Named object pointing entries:
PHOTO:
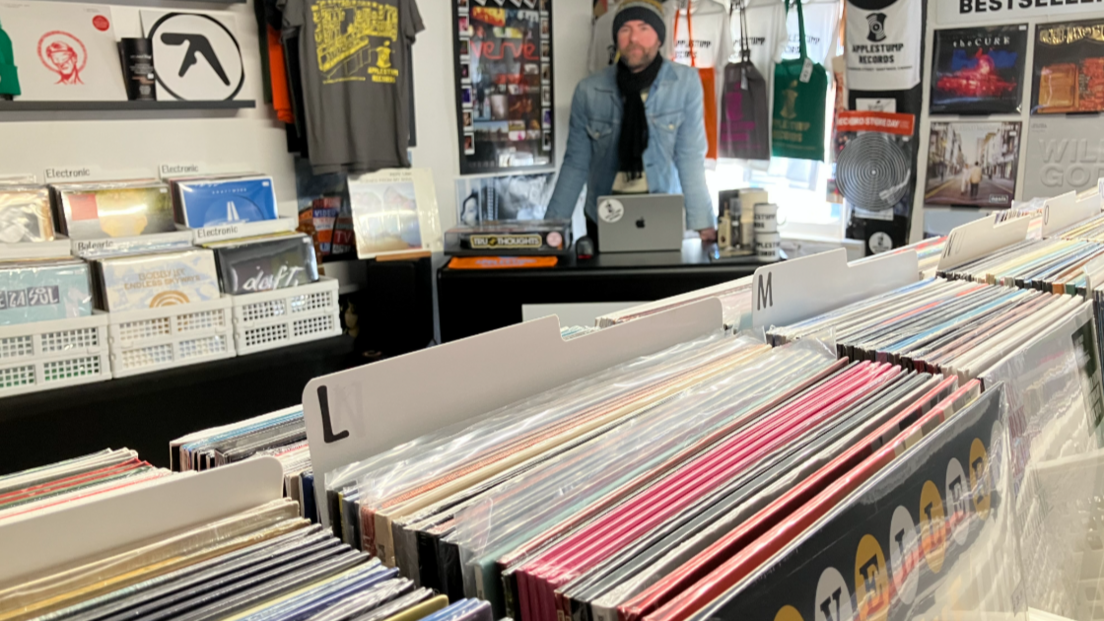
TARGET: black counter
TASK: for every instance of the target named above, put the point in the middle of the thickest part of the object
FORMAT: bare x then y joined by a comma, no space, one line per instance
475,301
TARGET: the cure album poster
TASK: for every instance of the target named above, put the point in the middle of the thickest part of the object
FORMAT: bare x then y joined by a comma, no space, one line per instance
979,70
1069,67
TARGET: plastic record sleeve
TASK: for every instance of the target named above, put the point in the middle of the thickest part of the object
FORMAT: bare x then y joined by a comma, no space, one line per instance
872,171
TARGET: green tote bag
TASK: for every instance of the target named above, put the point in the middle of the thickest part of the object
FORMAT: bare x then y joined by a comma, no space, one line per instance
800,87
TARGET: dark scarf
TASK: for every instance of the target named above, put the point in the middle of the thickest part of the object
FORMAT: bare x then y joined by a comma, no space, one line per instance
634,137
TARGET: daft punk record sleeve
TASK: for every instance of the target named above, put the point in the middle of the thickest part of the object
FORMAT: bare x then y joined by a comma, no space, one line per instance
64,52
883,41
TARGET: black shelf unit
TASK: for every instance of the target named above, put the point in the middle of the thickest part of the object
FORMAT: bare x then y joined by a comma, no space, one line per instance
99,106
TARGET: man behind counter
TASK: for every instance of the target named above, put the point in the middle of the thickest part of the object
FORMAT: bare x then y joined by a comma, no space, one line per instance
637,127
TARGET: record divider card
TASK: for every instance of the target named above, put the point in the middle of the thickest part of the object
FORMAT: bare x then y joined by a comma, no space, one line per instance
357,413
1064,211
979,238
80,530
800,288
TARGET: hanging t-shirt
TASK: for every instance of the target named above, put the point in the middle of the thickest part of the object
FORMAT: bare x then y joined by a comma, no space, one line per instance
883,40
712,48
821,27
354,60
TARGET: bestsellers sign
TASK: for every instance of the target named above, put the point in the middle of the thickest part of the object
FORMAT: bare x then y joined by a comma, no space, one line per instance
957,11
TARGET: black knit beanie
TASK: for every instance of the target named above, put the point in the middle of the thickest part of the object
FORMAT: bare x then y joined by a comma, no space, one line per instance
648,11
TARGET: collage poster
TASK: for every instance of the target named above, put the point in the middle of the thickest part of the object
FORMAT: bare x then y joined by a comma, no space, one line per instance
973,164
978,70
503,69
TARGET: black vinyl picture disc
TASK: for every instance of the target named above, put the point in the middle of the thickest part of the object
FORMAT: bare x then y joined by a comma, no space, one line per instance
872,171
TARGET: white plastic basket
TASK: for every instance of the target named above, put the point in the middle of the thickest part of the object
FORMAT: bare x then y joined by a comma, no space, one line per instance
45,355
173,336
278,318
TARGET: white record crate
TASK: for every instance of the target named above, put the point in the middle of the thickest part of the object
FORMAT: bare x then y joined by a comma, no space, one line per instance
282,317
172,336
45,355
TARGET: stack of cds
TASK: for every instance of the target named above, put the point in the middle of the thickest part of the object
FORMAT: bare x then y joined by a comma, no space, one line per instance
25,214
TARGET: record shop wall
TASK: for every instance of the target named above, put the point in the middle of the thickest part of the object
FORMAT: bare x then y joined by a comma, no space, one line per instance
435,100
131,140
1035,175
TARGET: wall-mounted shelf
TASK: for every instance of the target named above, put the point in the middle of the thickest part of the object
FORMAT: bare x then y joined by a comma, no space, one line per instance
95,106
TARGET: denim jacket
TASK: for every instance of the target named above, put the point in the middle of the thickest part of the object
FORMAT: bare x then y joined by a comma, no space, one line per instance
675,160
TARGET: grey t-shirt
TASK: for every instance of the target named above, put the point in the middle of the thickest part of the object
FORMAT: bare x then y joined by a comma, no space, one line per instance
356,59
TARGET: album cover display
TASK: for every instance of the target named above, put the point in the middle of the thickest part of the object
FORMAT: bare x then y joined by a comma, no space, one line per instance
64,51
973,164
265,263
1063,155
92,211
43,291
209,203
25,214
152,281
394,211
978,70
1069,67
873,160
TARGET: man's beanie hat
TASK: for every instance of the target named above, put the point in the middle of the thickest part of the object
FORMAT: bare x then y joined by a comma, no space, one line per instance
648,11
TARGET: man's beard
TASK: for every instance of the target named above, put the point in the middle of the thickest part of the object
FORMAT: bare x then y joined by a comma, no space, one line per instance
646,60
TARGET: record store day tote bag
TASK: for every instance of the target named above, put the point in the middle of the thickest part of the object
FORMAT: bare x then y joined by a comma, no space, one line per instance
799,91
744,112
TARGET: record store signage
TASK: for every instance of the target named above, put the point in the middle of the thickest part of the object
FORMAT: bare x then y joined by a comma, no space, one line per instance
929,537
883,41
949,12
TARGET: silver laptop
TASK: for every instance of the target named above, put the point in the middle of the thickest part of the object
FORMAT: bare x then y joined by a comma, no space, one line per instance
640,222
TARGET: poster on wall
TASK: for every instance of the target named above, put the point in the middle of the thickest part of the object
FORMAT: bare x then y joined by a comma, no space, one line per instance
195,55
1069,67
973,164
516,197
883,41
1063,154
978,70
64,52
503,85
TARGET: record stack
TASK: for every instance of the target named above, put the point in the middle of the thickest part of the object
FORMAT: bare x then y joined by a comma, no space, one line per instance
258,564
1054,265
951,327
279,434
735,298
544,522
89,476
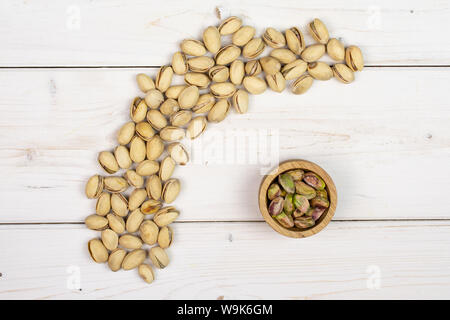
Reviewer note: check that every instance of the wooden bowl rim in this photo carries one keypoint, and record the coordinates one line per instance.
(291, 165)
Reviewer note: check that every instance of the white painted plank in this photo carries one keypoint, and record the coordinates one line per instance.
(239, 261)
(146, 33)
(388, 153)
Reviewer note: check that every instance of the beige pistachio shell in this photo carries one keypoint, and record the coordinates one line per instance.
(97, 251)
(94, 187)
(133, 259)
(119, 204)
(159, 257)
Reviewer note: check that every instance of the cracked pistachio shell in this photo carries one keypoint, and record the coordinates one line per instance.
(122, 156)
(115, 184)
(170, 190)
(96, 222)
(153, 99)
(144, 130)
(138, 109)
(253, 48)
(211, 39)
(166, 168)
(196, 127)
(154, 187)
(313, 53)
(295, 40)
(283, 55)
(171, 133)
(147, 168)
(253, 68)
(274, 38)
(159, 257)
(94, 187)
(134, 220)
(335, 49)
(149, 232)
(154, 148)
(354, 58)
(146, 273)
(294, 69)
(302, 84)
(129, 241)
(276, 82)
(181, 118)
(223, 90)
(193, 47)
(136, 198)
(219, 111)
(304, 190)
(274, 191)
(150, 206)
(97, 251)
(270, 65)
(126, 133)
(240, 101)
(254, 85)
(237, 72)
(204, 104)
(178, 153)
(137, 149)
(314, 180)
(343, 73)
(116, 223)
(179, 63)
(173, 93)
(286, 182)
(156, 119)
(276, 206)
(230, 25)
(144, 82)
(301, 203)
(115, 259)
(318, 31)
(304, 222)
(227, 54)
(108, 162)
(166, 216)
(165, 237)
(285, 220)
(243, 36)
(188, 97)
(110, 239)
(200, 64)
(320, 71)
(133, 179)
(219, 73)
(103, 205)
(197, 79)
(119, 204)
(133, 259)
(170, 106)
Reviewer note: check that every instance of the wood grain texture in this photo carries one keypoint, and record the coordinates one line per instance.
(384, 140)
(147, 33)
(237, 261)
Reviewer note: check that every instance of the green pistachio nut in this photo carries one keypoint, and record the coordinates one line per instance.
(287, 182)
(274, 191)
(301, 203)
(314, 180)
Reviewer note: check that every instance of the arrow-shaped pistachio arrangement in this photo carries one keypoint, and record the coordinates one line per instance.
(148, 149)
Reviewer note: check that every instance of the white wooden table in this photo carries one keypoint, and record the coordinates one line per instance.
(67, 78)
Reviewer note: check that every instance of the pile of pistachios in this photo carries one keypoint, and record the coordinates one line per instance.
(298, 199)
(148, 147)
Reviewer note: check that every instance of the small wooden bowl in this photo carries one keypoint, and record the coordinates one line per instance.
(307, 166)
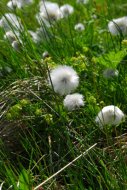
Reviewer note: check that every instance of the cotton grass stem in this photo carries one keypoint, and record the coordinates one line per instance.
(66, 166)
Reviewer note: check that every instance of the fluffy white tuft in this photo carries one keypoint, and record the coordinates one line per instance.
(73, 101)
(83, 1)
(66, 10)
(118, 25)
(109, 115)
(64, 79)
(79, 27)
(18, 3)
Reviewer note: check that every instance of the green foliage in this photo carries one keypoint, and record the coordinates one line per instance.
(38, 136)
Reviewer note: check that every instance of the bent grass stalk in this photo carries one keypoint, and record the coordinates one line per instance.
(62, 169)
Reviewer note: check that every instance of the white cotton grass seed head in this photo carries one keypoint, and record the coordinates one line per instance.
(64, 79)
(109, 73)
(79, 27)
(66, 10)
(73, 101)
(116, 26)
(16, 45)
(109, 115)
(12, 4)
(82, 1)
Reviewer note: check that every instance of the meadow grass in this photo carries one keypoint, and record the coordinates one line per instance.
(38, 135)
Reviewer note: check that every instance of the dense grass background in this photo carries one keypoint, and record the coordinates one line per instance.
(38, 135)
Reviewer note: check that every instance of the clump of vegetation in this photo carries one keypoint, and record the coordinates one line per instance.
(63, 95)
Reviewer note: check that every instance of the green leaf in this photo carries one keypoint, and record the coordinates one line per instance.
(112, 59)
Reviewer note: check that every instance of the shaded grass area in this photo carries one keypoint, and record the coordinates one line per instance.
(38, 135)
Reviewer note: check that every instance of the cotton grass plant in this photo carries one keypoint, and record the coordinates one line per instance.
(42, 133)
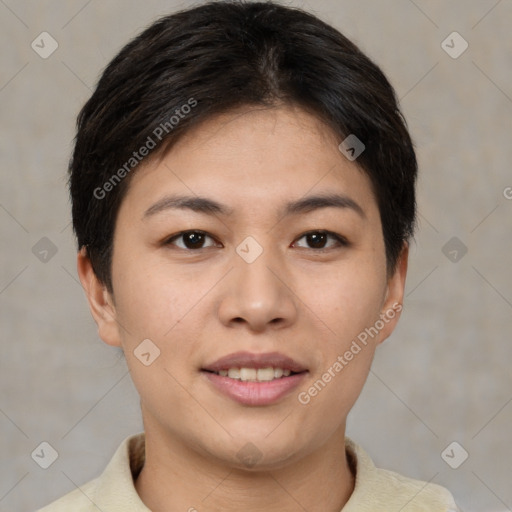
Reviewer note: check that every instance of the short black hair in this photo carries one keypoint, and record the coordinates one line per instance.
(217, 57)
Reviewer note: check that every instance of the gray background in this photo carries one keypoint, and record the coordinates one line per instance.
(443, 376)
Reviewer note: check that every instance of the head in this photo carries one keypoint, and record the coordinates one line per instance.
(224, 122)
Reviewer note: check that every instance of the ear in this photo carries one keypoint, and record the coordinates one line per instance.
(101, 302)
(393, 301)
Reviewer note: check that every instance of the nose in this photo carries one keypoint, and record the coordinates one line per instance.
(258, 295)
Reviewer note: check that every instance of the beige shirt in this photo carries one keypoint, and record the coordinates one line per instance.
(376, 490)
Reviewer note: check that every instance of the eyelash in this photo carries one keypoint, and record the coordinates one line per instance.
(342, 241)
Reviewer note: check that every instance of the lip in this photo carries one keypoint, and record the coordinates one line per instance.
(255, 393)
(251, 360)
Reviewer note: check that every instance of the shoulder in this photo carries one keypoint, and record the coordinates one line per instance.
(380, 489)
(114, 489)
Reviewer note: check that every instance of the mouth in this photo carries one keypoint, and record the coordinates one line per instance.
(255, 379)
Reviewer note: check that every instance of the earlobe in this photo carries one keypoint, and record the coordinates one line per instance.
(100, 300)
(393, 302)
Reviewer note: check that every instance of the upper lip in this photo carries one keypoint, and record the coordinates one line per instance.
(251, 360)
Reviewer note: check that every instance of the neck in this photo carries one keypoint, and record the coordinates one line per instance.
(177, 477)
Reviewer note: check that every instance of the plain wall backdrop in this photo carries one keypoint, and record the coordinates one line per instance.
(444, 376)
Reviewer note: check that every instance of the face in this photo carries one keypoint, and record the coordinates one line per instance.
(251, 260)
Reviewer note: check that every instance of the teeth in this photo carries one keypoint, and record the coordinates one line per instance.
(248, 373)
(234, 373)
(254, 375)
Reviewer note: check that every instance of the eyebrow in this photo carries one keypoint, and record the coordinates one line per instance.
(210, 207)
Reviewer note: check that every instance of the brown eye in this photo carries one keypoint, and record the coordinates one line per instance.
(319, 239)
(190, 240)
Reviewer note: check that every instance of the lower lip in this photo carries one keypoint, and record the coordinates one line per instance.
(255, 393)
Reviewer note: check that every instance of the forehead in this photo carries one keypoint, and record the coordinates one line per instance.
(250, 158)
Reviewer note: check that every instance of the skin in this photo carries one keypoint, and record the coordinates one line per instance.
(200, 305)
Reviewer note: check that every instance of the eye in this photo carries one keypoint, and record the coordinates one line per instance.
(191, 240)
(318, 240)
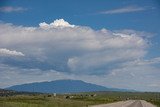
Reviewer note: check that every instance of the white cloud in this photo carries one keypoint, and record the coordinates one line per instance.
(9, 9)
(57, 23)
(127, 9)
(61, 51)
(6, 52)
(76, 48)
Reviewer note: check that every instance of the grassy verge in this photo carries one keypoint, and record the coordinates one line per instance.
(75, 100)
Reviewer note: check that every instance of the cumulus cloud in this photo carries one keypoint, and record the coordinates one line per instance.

• **Work to complete**: Quote only the lines that start at the line holding "Reviewer note: check that every instance of the eyebrow" and end at the last line of the entries, including both of those lines, and omit every picture.

• **Solution to this task**:
Reviewer note: check that every instance of the eyebrow in this photo carries one keypoint, and record the coordinates one line per instance.
(210, 207)
Reviewer note: check that every instance of the brown eye in this photo carries one keypoint, and record the coordinates one line per instance.
(319, 239)
(190, 240)
Reviewer note: check that every instance of the lower lip in this photo carries one keypoint, and record the coordinates one line per instance.
(255, 393)
Reviewer note: check that every instance of the forehead in this photo carries one keypoint, and record the coordinates one line per instance.
(250, 158)
Reviewer note: check that every instance of the skin in this photo carries one keypoint, and record the coordinates one line per instance.
(200, 305)
Reviewer note: check that every instance of the eye in this photo carries one keypoint, and record the coordinates one line per instance.
(191, 240)
(318, 240)
Reviewer note: check that every instance of the white cloud in this photo carries one keypoint, and record the coordinates one line per instance.
(9, 9)
(57, 23)
(127, 9)
(61, 51)
(6, 52)
(76, 48)
Reviewer note: check that every instance of the grassy verge in this photo carries one keypoint, and record the coordinates one line per instance.
(75, 100)
Reviewer note: check that every instance of the cumulus cloud in this photo carries one keypoint, and record the coordinates one line per instance.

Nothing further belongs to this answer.